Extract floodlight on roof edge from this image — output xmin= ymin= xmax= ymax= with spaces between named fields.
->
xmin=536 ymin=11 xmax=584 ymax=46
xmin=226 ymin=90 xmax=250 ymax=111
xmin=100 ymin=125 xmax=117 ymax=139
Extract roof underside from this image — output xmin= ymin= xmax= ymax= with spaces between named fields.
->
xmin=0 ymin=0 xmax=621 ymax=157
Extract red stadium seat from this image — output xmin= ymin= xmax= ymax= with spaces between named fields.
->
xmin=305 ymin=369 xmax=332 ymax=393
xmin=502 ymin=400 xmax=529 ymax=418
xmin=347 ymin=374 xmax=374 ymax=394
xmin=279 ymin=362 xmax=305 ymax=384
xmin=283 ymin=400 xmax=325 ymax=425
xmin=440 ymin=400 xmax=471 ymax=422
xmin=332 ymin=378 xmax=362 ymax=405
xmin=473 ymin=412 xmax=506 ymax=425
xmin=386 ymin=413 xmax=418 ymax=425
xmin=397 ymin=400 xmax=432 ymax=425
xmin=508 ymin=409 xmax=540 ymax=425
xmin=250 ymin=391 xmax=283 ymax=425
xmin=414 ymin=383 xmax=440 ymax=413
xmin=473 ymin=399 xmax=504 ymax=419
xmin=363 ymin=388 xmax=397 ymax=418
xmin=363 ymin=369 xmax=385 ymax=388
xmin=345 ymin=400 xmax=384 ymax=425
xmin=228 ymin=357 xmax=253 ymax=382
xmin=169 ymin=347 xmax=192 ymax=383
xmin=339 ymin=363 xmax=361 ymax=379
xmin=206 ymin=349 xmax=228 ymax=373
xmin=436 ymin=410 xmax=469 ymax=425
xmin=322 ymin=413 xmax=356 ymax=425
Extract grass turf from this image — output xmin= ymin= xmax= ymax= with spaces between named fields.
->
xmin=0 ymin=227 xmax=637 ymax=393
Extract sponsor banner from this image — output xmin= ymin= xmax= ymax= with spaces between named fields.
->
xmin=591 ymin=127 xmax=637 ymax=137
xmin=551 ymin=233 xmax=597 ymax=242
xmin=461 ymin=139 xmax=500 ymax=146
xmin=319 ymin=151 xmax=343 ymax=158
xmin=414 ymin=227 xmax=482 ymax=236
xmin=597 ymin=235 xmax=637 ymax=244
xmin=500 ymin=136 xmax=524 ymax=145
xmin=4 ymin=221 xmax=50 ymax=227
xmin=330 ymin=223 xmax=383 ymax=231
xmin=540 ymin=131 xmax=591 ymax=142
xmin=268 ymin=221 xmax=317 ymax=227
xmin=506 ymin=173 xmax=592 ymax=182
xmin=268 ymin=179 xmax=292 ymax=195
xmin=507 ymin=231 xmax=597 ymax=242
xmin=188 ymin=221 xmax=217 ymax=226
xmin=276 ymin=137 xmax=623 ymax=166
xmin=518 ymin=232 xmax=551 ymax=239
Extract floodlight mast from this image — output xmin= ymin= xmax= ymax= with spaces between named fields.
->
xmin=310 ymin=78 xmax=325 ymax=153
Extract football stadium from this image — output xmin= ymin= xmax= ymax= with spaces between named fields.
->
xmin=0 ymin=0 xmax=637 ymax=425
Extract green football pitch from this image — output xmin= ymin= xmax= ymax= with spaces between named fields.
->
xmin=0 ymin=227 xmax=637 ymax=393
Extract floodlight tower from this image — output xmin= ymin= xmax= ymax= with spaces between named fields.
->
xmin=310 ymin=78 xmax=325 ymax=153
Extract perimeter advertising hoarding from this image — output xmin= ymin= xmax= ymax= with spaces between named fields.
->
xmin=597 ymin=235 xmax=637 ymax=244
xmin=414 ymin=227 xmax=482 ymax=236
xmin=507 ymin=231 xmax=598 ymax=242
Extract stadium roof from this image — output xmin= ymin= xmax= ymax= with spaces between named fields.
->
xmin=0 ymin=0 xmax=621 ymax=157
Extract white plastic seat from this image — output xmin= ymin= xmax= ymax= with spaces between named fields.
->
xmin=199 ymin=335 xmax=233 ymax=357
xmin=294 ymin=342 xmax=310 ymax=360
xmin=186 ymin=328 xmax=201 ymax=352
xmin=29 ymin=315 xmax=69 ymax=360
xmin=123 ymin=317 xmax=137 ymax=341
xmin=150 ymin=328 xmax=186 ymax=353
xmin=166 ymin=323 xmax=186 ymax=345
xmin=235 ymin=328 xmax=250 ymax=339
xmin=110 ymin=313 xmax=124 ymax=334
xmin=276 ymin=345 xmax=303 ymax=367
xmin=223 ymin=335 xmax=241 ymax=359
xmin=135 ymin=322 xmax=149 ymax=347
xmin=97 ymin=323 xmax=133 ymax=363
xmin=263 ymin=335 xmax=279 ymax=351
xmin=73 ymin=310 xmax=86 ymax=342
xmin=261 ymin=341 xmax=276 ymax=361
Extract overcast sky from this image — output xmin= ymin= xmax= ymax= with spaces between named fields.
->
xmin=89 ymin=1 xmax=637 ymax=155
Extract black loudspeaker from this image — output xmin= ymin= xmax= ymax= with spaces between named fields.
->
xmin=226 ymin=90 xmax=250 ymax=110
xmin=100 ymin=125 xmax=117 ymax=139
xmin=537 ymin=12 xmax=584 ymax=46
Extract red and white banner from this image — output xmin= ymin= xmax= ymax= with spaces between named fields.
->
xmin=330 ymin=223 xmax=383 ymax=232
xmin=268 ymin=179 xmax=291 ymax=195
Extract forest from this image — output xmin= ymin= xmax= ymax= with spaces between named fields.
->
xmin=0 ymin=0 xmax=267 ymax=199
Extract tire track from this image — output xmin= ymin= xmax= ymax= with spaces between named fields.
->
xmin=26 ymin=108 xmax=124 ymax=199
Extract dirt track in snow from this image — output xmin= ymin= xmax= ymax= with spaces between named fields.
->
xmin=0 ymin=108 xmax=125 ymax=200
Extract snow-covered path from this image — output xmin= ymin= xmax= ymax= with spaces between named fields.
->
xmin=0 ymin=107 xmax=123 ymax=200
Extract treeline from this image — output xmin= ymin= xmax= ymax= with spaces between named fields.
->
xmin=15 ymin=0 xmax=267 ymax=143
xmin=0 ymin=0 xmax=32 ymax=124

* * * * *

— Exercise directions —
Format the lines above as a JSON list of strings, one string per line, leaving out any blank lines.

— Reply —
[
  "Extract floodlight on roof edge from this image — output xmin= ymin= xmax= ymax= with spaces between named fields.",
  "->",
  "xmin=536 ymin=11 xmax=584 ymax=46",
  "xmin=226 ymin=90 xmax=250 ymax=111",
  "xmin=100 ymin=125 xmax=117 ymax=139",
  "Extract roof underside from this image — output xmin= ymin= xmax= ymax= with spaces between named fields.",
  "->",
  "xmin=0 ymin=0 xmax=621 ymax=157",
  "Extract red stadium seat from this image — output xmin= ymin= xmax= ymax= with spaces between named fields.",
  "->",
  "xmin=305 ymin=369 xmax=332 ymax=393",
  "xmin=502 ymin=400 xmax=529 ymax=418",
  "xmin=347 ymin=374 xmax=374 ymax=394",
  "xmin=279 ymin=362 xmax=305 ymax=384",
  "xmin=283 ymin=400 xmax=325 ymax=425",
  "xmin=440 ymin=400 xmax=471 ymax=422",
  "xmin=332 ymin=378 xmax=362 ymax=405",
  "xmin=473 ymin=412 xmax=506 ymax=425",
  "xmin=386 ymin=413 xmax=418 ymax=425",
  "xmin=397 ymin=400 xmax=432 ymax=425",
  "xmin=508 ymin=409 xmax=540 ymax=425",
  "xmin=250 ymin=391 xmax=283 ymax=425",
  "xmin=414 ymin=383 xmax=440 ymax=413",
  "xmin=473 ymin=399 xmax=504 ymax=419",
  "xmin=363 ymin=388 xmax=397 ymax=418",
  "xmin=363 ymin=369 xmax=385 ymax=388",
  "xmin=345 ymin=400 xmax=384 ymax=425",
  "xmin=228 ymin=357 xmax=253 ymax=382",
  "xmin=169 ymin=347 xmax=192 ymax=383",
  "xmin=339 ymin=363 xmax=361 ymax=379",
  "xmin=206 ymin=349 xmax=228 ymax=373",
  "xmin=436 ymin=410 xmax=469 ymax=425",
  "xmin=322 ymin=413 xmax=356 ymax=425",
  "Extract grass turf from this image — output xmin= ymin= xmax= ymax= with spaces between named fields.",
  "->",
  "xmin=0 ymin=227 xmax=637 ymax=393",
  "Extract sponsor banner from this image — output xmin= ymin= xmax= ymax= with spaces between named fields.",
  "->",
  "xmin=591 ymin=127 xmax=637 ymax=137",
  "xmin=551 ymin=233 xmax=597 ymax=242",
  "xmin=461 ymin=139 xmax=500 ymax=146",
  "xmin=319 ymin=151 xmax=343 ymax=158",
  "xmin=414 ymin=227 xmax=482 ymax=236",
  "xmin=597 ymin=235 xmax=637 ymax=244",
  "xmin=500 ymin=136 xmax=524 ymax=145",
  "xmin=4 ymin=221 xmax=50 ymax=227",
  "xmin=330 ymin=223 xmax=383 ymax=231",
  "xmin=540 ymin=131 xmax=591 ymax=142",
  "xmin=268 ymin=221 xmax=317 ymax=227",
  "xmin=506 ymin=173 xmax=592 ymax=182",
  "xmin=268 ymin=179 xmax=292 ymax=195",
  "xmin=507 ymin=231 xmax=597 ymax=242",
  "xmin=188 ymin=221 xmax=217 ymax=226",
  "xmin=276 ymin=137 xmax=623 ymax=166",
  "xmin=518 ymin=232 xmax=551 ymax=239",
  "Extract floodlight mast from this image — output xmin= ymin= xmax= ymax= with spaces between named fields.",
  "->",
  "xmin=310 ymin=78 xmax=325 ymax=153",
  "Extract football stadium from this image — output xmin= ymin= xmax= ymax= with spaces between named fields.",
  "->",
  "xmin=0 ymin=0 xmax=637 ymax=425",
  "Extract green football pitch from this image — output xmin= ymin= xmax= ymax= with spaces between named fields.",
  "->",
  "xmin=0 ymin=227 xmax=637 ymax=393",
  "Extract floodlight tower from this image — output xmin= ymin= xmax= ymax= with spaces between named fields.",
  "->",
  "xmin=310 ymin=78 xmax=325 ymax=153",
  "Extract perimeter advertising hoarding from this image — output xmin= ymin= xmax= ymax= with spaces between named fields.",
  "->",
  "xmin=597 ymin=235 xmax=637 ymax=244",
  "xmin=414 ymin=227 xmax=482 ymax=236",
  "xmin=507 ymin=231 xmax=598 ymax=242",
  "Extract stadium roof from this image — output xmin= ymin= xmax= ymax= with spaces between named fields.",
  "->",
  "xmin=0 ymin=0 xmax=621 ymax=157",
  "Extract white plastic seat from this image — output xmin= ymin= xmax= ymax= with spaces between named fields.",
  "->",
  "xmin=199 ymin=335 xmax=233 ymax=357",
  "xmin=294 ymin=342 xmax=310 ymax=360",
  "xmin=186 ymin=328 xmax=201 ymax=352",
  "xmin=29 ymin=315 xmax=69 ymax=360",
  "xmin=123 ymin=317 xmax=137 ymax=341",
  "xmin=150 ymin=328 xmax=186 ymax=353",
  "xmin=166 ymin=323 xmax=186 ymax=345",
  "xmin=235 ymin=328 xmax=250 ymax=339",
  "xmin=110 ymin=313 xmax=124 ymax=334",
  "xmin=276 ymin=345 xmax=303 ymax=367",
  "xmin=223 ymin=335 xmax=241 ymax=359",
  "xmin=135 ymin=322 xmax=149 ymax=347",
  "xmin=97 ymin=323 xmax=133 ymax=363",
  "xmin=263 ymin=335 xmax=279 ymax=351",
  "xmin=73 ymin=310 xmax=86 ymax=342",
  "xmin=261 ymin=341 xmax=276 ymax=361",
  "Extract overcast sky from this image — output xmin= ymin= xmax= ymax= with spaces between named fields.",
  "->",
  "xmin=89 ymin=1 xmax=637 ymax=155",
  "Extract black loudspeaker from this image — output xmin= ymin= xmax= ymax= with spaces between named fields.",
  "->",
  "xmin=226 ymin=90 xmax=250 ymax=110",
  "xmin=100 ymin=125 xmax=117 ymax=139",
  "xmin=537 ymin=12 xmax=584 ymax=46",
  "Extract red and white banner from this image — output xmin= ymin= xmax= ymax= with spaces between named fields.",
  "->",
  "xmin=330 ymin=223 xmax=383 ymax=232",
  "xmin=268 ymin=179 xmax=291 ymax=195",
  "Extract forest from this image — output xmin= ymin= xmax= ymax= with spaces between named fields.",
  "->",
  "xmin=0 ymin=0 xmax=267 ymax=199",
  "Extract tire track from this image — output xmin= ymin= xmax= ymax= with spaces between named fields.",
  "->",
  "xmin=26 ymin=108 xmax=124 ymax=199",
  "Extract dirt track in snow from this image — output xmin= ymin= xmax= ymax= with spaces between named fields.",
  "->",
  "xmin=0 ymin=108 xmax=125 ymax=200",
  "Extract snow-covered path from this image — output xmin= ymin= xmax= ymax= with spaces between named fields.",
  "->",
  "xmin=0 ymin=107 xmax=123 ymax=200",
  "Extract treeline from this image — output xmin= ymin= xmax= ymax= with spaces between named fields.",
  "->",
  "xmin=15 ymin=0 xmax=267 ymax=143",
  "xmin=0 ymin=0 xmax=32 ymax=124"
]